As you would expect, the temperature of the air outside is different than the temperature of the air inside the building. This means that when OA is brought into a building, it must be heated, or cooled, to match the temperature of the indoor space and keep people in that space comfortable.

Increasing the OA to an amount greater than what was intended in the system design will result in a heating and cooling system that is undersized, which may result in uncomfortable space conditions. This can also be harmful to the building because it may cause mold to grow since not all humidity is removed from the air prior to it entering spaces.

But there is a way to increase ventilation and still mitigate the impact on your utility bills. A demand control ventilation (DCV) sequence would vary OA amount depending on the total people in the space instead of bringing in a constant flow of OA at all occupied times.

The table below helps illustrate how a DCV sequence can help save money. Using a typical classroom as an example, this table shows the difference in cost between a code-minimum amount of OA (“Design OA No DCV”), OA brought in using a DCV sequence (“Design OA with DCV”) and bringing in 100% OA all the time (“100%”).

Note: This table is only considering bringing OA to a neutral temperature and excludes all other space loads required to keep the room at a comfortable temperature and humidity level. The red color denotes heating and the blue color denotes cooling.
++++++++
*LIST OF TASKS*.
a - Answer these questions from the ventilation text:
(i) What may grow in a building when more outside air is brought in than the system was designed for?
(ii) What does a DCV sequence use to decide how much outside air to bring in?
(iii) What does the blue color in the table denote?
b - Return the passage of the ventilation text from "But there is" to "color denotes cooling.", word for word.
The records that come next are separate material, unrelated to the ventilation text.

[Dataset rows showing where objects appear]
++++++++
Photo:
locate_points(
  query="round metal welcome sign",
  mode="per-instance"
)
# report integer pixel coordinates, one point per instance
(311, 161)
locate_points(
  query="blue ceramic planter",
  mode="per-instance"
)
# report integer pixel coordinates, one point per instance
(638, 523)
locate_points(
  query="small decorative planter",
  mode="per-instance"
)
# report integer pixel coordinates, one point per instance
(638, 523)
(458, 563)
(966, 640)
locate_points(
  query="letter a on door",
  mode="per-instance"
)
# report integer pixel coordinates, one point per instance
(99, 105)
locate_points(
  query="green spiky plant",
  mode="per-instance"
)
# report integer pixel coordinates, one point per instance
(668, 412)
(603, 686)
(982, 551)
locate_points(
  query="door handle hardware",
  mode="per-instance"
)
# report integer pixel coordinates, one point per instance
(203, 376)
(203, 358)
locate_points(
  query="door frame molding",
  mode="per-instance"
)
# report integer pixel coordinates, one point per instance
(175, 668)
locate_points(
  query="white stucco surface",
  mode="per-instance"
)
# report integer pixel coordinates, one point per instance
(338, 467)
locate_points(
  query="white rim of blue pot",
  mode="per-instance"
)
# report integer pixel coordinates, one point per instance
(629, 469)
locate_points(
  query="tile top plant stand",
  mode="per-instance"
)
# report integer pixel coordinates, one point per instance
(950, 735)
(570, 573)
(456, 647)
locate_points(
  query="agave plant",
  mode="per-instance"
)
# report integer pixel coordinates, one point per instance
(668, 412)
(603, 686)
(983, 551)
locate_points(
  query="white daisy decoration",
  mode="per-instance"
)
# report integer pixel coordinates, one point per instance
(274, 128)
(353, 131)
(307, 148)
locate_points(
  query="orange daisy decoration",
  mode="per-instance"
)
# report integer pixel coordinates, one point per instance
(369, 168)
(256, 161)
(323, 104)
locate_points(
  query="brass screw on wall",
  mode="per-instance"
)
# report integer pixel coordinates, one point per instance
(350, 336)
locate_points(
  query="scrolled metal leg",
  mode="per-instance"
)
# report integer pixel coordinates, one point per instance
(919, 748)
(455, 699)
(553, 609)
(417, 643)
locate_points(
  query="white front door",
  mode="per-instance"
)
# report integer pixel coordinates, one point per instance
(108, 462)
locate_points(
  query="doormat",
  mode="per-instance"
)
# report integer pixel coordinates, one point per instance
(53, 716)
++++++++
*REPLIES*.
a -
(i) Mold.
(ii) The total people in the space.
(iii) Cooling.

b -
But there is a way to increase ventilation and still mitigate the impact on your utility bills. A demand control ventilation (DCV) sequence would vary OA amount depending on the total people in the space instead of bringing in a constant flow of OA at all occupied times.

The table below helps illustrate how a DCV sequence can help save money. Using a typical classroom as an example, this table shows the difference in cost between a code-minimum amount of OA (“Design OA No DCV”), OA brought in using a DCV sequence (“Design OA with DCV”) and bringing in 100% OA all the time (“100%”).

Note: This table is only considering bringing OA to a neutral temperature and excludes all other space loads required to keep the room at a comfortable temperature and humidity level. The red color denotes heating and the blue color denotes cooling.